## Trecho do documento
Devidamente citada, a seguradora apresentou Contestação (Movimento Projudi n.º 1.7), ponderando, em resumo, que, de fato, o falecido possuía contrato de seguro, o qual previa, entre outras coberturas contratadas, o evento morte. No entanto, quando da apuração do sinistro, aduziu que fora verificado que o de cujus dirigia sua motocicleta em estado de embriaguez, em níveis muito superiores ao permissivo legal, razão pela qual deu causa a ocorrência do acidente, o que acarretou na perda de seu direito ao seguro. Não fosse isso, apontou que a cláusula contratual que prevê a exclusão da responsabilidade da seguradora em caso de embriaguez é perfeitamente válida, bem como está em conformidade com a legislação civil e com o CDC. Ainda, ponderou que os ônus da prova não devem ser invertidos, bem como que, eventual condenação,
deverá respeitar a determinação contida no artigo 792 do Código Civil. Por fim, requereu que o termo inicial dos juros de mora fosse a data da citação, e que o da correção monetária fosse a data do ajuizamento da demanda.
Impugnação à Contestação fora apresentada ao Movimento Projudi n.º 1.9.
Aberta vista dos autos ao Ministério Público, o pronunciamento foi pela aplicação do Código de Defesa do Consumidor, pela inversão dos ônus da prova, bem como pela designação de audiência de instrução.
Fora determinado o julgamento antecipado da lide.

## Tarefas do exercício
A: Transcreva do trecho sobre a ação de seguro a passagem que começa nas palavras "Aberta vista dos" e termina logo após "antecipado da lide.".
B: Como o trecho sobre a ação de seguro pode ser resumido em duas frases?
C: Dê prosseguimento ao trecho sobre a ação de seguro a partir da última frase apresentada.

## Registros de origem
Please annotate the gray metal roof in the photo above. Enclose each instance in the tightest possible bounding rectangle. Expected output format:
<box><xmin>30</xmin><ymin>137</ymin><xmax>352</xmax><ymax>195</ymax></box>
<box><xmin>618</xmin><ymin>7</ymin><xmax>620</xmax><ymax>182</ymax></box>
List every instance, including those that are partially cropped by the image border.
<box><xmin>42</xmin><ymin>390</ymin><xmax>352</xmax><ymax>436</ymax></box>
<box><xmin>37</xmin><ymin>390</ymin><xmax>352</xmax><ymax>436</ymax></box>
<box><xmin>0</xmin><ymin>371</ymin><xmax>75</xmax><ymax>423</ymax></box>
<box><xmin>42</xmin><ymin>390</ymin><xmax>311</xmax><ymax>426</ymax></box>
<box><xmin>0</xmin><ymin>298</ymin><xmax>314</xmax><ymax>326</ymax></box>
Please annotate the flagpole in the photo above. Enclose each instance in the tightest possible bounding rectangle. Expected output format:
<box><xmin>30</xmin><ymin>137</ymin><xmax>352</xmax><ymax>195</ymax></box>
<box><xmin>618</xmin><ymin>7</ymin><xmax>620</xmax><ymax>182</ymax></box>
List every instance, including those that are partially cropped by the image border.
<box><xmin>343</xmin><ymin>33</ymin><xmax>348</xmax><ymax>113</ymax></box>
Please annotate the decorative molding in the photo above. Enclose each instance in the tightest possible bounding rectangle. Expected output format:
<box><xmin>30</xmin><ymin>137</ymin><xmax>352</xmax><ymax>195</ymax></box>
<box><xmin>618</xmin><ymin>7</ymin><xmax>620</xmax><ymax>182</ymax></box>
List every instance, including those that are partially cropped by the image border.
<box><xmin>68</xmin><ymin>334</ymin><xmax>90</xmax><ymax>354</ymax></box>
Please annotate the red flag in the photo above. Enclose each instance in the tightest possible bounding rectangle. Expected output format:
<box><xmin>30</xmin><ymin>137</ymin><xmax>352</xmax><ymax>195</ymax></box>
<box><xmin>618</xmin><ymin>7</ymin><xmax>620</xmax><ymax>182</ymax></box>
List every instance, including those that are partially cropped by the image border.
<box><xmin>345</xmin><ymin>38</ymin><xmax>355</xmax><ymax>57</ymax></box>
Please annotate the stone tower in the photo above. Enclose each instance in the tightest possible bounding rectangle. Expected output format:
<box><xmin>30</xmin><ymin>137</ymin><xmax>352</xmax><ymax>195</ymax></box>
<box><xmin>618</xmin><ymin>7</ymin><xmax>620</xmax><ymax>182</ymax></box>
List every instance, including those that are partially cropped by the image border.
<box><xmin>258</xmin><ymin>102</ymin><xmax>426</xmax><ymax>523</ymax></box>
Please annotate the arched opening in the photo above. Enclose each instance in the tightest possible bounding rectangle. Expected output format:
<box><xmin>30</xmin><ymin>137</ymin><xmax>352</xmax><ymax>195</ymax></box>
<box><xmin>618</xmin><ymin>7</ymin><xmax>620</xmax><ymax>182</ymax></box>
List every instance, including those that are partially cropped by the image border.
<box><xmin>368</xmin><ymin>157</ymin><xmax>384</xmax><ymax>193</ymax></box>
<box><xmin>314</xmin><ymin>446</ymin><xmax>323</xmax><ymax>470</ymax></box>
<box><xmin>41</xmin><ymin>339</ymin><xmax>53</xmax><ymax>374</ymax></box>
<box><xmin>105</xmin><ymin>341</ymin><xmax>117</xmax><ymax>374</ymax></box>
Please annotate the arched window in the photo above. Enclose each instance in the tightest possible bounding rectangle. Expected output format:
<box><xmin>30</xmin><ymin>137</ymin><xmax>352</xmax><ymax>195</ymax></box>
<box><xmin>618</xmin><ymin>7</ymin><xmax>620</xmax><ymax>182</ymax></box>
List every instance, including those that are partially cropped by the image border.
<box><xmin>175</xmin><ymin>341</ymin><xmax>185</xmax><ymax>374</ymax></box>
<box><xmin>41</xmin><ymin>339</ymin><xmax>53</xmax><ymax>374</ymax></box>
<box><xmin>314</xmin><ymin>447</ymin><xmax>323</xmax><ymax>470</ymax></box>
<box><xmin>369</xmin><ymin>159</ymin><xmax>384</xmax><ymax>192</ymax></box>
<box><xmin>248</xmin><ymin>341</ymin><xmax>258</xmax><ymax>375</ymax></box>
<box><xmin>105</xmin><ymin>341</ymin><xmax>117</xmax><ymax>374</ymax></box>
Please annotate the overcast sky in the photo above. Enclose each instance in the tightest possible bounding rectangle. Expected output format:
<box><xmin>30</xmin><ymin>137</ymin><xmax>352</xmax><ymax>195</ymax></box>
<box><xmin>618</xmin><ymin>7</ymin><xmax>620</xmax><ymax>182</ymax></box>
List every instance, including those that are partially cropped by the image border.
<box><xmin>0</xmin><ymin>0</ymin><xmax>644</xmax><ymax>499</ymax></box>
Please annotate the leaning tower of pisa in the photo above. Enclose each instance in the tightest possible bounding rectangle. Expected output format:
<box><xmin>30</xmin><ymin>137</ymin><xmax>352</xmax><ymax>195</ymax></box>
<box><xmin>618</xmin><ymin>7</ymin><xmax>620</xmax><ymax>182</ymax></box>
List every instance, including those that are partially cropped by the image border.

## Respostas por item
A:
Aberta vista dos autos ao Ministério Público, o pronunciamento foi pela aplicação do Código de Defesa do Consumidor, pela inversão dos ônus da prova, bem como pela designação de audiência de instrução.
Fora determinado o julgamento antecipado da lide.

B: Na contestação, a seguradora admitiu que o falecido tinha seguro com cobertura para morte, mas alegou que ele pilotava a motocicleta embriagado, dando causa ao acidente e perdendo o direito ao seguro. Defendeu ainda a validade da cláusula de exclusão e se opôs à inversão dos ônus da prova; o Ministério Público opinou pela aplicação do CDC, pela inversão dos ônus da prova e pela designação de audiência de instrução, mas foi determinado o julgamento antecipado da lide.

C:
Inconformada, a demandante interpôs recurso de Agravo Retido (Movimento Projudi n.º 1.20), sendo que foram apresentadas Contrarrazões pela seguradora.
Aberta vista novamente ao Ministério Público, este também interpôs recurso de Agravo Retido (Movimento Projudi n.º 10.2), requerendo o afastamento do julgamento antecipado da lide, para a produção de provas.
Diante dos pontos abordados, o d. Magistrado singular se retratou da decisão que determinou o julgamento antecipado da lide, proferindo decisão saneadora (Movimento Projudi n.º 22.1), na qual determinou: i) aplicação do CDC; ii)
a inversão dos ônus da prova; iii) a produção de prova oral. Dessa decisão, BRADESCO VIDA E PREVIDÊNCIA S/A. interpôs recurso de Agravo Retido (Movimento Projudi n.º 23.1), requerendo, em resumo, a não inversão dos ônus da prova. Contrarrazões foram apresentadas.
Audiências de Instrução e Julgamento foram realizadas aos Movimentos Projudi n.ºs 94.1 e 113.1.
Ao Ministério Público, o parecer foi pela improcedência da demanda.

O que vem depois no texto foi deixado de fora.